>> BEGIN Data supplied

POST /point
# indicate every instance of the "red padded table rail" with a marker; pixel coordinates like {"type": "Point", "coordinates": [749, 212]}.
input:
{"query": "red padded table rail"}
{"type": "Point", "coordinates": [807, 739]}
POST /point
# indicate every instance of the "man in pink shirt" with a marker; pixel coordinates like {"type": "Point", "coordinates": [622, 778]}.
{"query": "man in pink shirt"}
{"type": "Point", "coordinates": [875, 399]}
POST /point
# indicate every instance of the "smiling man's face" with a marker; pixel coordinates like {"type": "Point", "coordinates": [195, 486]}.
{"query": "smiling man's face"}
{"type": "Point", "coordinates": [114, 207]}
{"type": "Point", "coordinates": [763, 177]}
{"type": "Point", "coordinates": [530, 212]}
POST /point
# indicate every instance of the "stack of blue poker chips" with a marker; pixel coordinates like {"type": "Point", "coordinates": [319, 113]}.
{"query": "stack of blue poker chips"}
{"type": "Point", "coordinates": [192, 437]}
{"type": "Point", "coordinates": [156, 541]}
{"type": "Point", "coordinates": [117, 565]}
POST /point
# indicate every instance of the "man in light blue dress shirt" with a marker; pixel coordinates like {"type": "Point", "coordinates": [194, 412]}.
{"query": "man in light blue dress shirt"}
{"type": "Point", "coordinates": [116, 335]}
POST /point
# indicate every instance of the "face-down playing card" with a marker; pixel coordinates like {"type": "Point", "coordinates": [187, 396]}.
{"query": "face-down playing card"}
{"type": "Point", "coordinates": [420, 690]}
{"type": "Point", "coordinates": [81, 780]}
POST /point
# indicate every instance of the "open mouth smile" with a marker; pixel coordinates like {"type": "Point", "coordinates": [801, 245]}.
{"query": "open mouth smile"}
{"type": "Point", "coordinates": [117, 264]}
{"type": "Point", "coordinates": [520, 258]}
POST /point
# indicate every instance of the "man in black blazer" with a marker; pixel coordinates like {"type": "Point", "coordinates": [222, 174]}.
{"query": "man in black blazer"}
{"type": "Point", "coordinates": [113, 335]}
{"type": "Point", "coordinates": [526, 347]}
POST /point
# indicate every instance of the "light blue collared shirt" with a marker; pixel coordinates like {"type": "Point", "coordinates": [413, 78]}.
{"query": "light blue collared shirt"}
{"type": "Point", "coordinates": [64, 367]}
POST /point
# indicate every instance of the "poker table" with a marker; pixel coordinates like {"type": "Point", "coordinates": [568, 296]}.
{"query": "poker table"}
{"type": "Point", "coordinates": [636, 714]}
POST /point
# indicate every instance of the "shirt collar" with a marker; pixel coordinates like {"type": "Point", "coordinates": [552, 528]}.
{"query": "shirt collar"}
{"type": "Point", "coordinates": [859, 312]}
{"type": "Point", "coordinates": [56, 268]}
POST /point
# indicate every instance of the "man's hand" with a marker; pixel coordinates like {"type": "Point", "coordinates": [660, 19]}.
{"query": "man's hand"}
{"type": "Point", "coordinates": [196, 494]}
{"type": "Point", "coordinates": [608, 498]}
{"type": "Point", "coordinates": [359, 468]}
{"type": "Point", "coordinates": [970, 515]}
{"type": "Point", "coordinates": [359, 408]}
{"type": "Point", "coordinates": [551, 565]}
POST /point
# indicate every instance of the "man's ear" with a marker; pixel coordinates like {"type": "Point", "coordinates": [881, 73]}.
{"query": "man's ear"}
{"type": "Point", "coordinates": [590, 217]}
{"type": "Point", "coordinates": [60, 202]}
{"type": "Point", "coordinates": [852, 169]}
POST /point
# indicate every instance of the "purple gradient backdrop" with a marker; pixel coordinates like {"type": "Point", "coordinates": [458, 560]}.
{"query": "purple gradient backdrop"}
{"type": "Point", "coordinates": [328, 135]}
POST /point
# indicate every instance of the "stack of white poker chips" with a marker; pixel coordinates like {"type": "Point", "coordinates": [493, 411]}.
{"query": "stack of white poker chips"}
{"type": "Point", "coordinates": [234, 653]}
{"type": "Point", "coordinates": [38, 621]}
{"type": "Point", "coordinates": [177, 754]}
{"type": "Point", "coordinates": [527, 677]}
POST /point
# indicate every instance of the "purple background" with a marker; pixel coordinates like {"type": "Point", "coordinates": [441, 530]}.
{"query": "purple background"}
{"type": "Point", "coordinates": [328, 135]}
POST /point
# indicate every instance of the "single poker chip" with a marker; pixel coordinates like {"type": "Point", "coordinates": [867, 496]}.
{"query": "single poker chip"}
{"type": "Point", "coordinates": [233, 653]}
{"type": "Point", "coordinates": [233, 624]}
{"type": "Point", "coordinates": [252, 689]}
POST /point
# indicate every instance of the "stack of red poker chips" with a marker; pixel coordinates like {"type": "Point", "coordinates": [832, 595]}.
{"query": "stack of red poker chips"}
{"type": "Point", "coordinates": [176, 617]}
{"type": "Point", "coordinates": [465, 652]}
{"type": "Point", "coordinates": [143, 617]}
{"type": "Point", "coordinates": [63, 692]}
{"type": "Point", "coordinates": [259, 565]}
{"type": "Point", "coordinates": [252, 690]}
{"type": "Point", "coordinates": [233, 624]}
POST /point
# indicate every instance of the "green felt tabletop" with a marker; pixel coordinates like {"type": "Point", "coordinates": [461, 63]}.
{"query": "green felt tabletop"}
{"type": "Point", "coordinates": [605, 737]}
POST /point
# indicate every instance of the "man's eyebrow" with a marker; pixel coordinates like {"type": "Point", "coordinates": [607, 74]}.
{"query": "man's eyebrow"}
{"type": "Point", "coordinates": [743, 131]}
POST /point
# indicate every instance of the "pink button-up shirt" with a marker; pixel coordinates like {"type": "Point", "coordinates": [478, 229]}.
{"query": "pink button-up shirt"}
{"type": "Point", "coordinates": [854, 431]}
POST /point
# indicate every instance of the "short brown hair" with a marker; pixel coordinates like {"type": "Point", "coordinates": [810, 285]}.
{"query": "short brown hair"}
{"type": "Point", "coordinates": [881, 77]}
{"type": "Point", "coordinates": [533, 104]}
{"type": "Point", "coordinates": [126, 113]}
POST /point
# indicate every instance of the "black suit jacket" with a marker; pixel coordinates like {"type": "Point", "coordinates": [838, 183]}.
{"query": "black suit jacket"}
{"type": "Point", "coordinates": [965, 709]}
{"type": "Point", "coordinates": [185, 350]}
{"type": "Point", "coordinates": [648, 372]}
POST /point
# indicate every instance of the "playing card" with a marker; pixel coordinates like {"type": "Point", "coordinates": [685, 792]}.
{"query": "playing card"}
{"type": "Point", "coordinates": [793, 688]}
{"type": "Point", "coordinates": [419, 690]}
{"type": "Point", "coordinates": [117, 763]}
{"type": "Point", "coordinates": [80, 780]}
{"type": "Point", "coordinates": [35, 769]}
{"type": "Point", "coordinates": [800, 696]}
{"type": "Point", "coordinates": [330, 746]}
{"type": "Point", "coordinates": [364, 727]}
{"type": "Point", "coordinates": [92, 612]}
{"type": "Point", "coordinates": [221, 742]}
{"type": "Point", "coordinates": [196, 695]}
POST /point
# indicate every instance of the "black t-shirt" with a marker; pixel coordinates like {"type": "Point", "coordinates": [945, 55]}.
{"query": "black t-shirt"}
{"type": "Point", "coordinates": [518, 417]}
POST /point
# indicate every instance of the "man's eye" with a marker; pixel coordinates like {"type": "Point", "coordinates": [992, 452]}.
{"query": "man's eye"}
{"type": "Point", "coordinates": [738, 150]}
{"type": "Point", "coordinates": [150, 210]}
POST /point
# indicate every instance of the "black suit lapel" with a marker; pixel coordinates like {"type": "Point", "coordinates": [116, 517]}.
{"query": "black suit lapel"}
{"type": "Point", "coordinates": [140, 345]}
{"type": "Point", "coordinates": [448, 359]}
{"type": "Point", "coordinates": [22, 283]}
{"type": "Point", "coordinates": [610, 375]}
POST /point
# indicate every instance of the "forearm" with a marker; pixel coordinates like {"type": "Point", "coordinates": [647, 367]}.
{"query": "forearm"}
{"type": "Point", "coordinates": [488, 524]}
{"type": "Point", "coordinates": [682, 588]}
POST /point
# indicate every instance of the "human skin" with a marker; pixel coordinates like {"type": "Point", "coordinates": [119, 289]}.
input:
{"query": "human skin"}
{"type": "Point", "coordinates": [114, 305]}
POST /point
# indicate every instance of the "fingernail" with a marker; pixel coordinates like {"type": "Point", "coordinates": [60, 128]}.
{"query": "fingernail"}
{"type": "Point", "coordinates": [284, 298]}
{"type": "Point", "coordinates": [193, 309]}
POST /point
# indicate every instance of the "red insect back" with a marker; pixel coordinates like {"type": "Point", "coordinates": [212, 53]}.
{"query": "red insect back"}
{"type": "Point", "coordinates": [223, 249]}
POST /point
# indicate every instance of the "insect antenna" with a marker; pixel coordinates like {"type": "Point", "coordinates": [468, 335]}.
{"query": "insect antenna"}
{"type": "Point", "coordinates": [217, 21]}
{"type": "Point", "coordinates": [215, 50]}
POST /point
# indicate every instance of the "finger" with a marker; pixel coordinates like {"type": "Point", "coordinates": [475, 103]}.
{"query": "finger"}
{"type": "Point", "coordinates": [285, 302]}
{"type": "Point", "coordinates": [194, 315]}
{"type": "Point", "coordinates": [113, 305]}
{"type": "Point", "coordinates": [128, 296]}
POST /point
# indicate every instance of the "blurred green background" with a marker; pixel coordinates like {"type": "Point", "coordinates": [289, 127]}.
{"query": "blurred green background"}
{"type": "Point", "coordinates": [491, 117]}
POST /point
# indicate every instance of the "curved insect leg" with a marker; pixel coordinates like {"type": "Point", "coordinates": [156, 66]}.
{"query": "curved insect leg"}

>> END Data supplied

> [Given task]
Extract every line of the records that contains the word "brown", treating uppercase and lowercase as different.

> [Solved exercise]
# indicate every instance of the "short brown hair" with a marker; pixel coordinates like {"type": "Point", "coordinates": [810, 285]}.
{"query": "short brown hair"}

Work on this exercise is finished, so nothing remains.